### Given request 1
Copy the passage of the article on the domestic workers' rights bill word for word, beginning at the words "The workers need" and ending after "pay—exempt domestic workers.".

### Document text
»»

Progressive lawmakers introduce national domestic workers rights bill
Members of the National Domestic Workers Alliance outside the Capitol in Washington, D.C. | NDWA

WASHINGTON (PAI)—Saying it’s time to legally stand up for the nation’s millions of domestic workers, the co-chair of the influential House Progressive Caucus and a top Democratic presidential contender introduced a nationwide domestic workers’ rights bill on July 15.

If enacted, the legislation by Rep. Pramila Jayapal, D-Wash., and Sen. Kamala Harris, D-Calif., would bring a measure of job equity to one of the nation’s most-exploited groups of workers: Maids, house cleaners, nannies, and home health care assistants among them.

Ninety percent of those 2.5 million workers are women and the overwhelming majority of them are women of color, migrants into the U.S., or both.

The National Domestic Workers Alliance (NDWA), headed by noted activist Al-Jen Poo, pushed the Domestic Workers Bill Of Rights through in nine states: New York, Illinois, Oregon, California, Nevada, Connecticut, Massachusetts, Hawaii, and New Mexico, plus the city of Seattle. NDWA now wants to take it nationwide.

“For the first time in history, we have a chance to raise the bar for every domestic worker in our country, and set the stage for all working people,” said Ai-Jen Poo.

The workers need it. The 1935 National Labor Relations Act and the 1938 Fair Labor Standards Act—the nation’s two basic labor laws, one which OKs the right to organize and the other which establishes the minimum wage and overtime pay—exempt domestic workers.

That’s a legacy of racism and sexism: FDR needed the support of segregationist Southern Democrats to pass both, and their price was deliberate omission of jobs held by Black and brown people, including domestic work for women and farm work for Hispanic-named people of both sexes.

The five-man GOP-named majority on the U.S. Supreme Court continued that racist legacy several years ago, ruling against the Service Employees when they sued on behalf for minimum wages on behalf of an home health care worker who was among those they were trying to organize.

««

### Given request 2
Pull out every line of the listing that contains the word "wooden", treating uppercase and lowercase as different.

Collection entries
»»

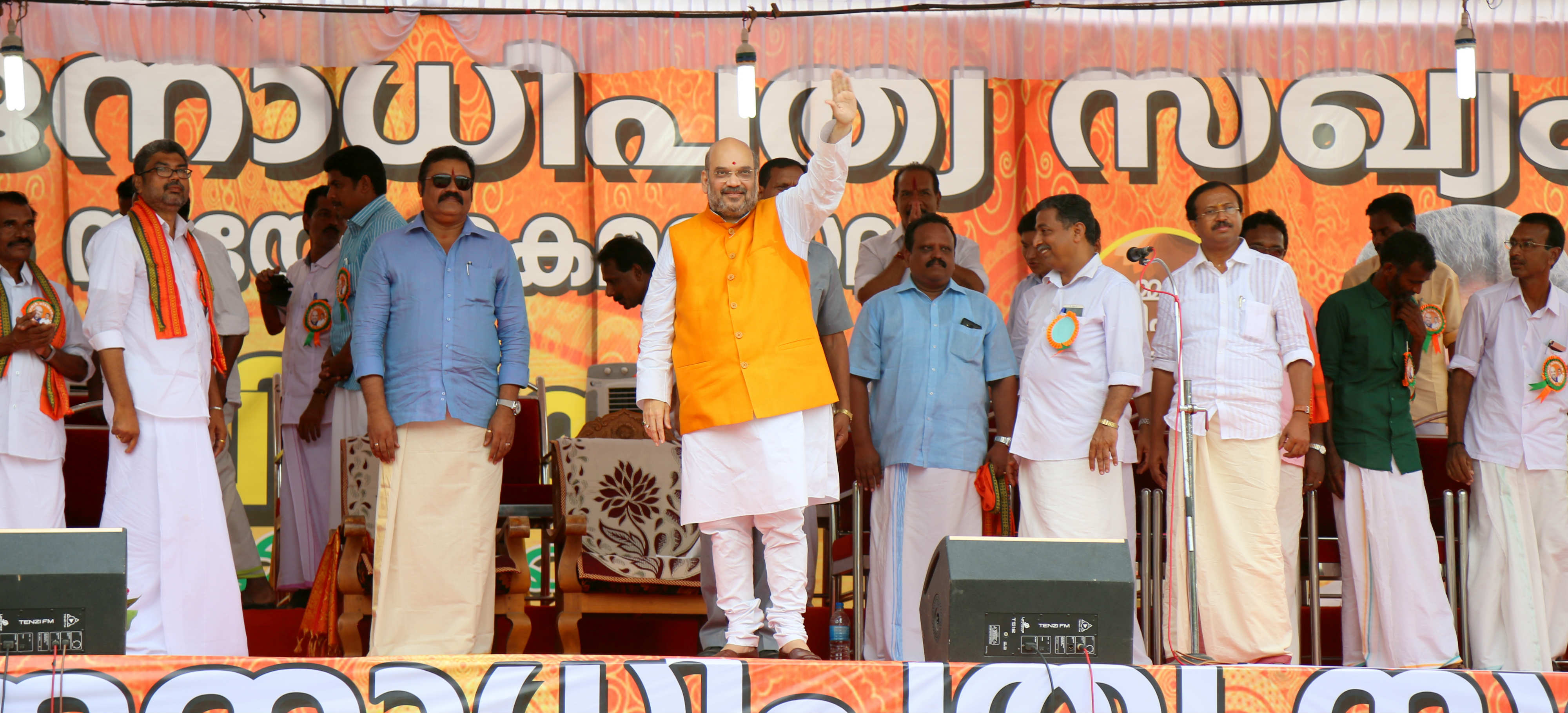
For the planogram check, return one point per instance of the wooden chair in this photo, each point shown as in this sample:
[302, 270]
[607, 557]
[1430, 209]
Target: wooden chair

««

### Exercise solution 1
The workers need it. The 1935 National Labor Relations Act and the 1938 Fair Labor Standards Act—the nation’s two basic labor laws, one which OKs the right to organize and the other which establishes the minimum wage and overtime pay—exempt domestic workers.

### Exercise solution 2
For the planogram check, return one point per instance of the wooden chair in this photo, each point shown as in this sample:
Target: wooden chair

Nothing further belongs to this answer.